Rewrite all of the entries below as a numbered list, one line per number with no blank lines. Omit the pictures from your list.

═══ ENTRIES SUPPLIED

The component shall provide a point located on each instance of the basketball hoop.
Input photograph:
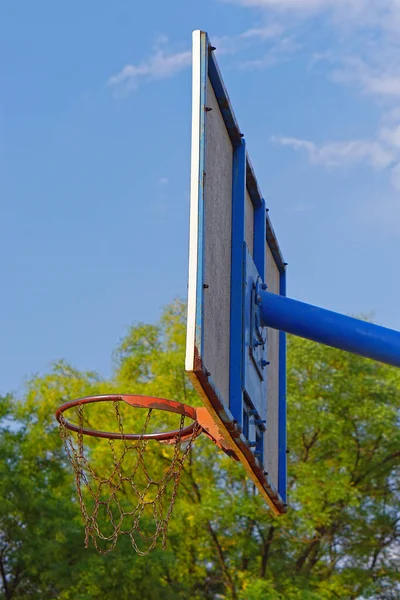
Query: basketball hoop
(130, 500)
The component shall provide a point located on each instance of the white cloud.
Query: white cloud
(163, 64)
(377, 79)
(160, 65)
(263, 33)
(336, 154)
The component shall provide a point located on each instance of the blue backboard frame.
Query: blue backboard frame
(232, 414)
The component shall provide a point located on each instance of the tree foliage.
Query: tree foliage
(339, 539)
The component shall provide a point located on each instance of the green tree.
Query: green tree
(339, 539)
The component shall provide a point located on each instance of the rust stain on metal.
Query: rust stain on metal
(232, 436)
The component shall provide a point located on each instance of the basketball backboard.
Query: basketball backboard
(237, 367)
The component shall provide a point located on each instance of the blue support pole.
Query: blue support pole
(330, 328)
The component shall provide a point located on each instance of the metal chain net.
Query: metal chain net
(129, 500)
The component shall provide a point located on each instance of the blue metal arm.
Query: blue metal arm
(330, 328)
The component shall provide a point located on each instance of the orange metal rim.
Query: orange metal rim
(147, 402)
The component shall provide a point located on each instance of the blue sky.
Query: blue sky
(95, 103)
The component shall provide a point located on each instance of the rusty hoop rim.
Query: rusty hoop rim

══════

• **RESULT**
1. The component shall provide a point located on each instance of the basketball hoop.
2. Input photograph:
3. Query: basketball hoop
4. (130, 500)
5. The component shall provide a point located on each instance of the white cloud.
6. Query: white cloud
7. (163, 64)
8. (377, 79)
9. (160, 65)
10. (263, 33)
11. (336, 154)
12. The component shall provide a point located on each instance of the blue backboard frame.
13. Query: blue backboard frame
14. (232, 414)
15. The component shall provide a point located on each instance of the tree foliage.
16. Query: tree foliage
17. (339, 539)
18. The component shall provide a point located on each instance of the green tree.
19. Query: green tree
20. (339, 539)
21. The component shall provide a point located on each instance of the rust stain on metal.
22. Query: rust stain on metal
23. (232, 436)
24. The component shall provide a point located on each instance of the basketball backboard.
25. Query: basketball backboard
26. (237, 367)
27. The component shall provide a point located on each instance of the blue support pole.
28. Query: blue support pole
29. (330, 328)
30. The component shall provide a point located on each instance of the metal chain net.
31. Query: metal chain net
32. (129, 500)
33. The component shall provide a point located on each instance of the blue metal arm.
34. Query: blue metal arm
35. (330, 328)
36. The component shall provide a point located on each instance of the orange metal rim.
37. Query: orange metal rim
38. (147, 402)
39. The component shall provide a point located on each instance of the blue sky.
40. Query: blue sky
41. (95, 103)
42. The component shall provide a point located on each instance of the rusty hoop rim.
43. Query: rusty hoop rim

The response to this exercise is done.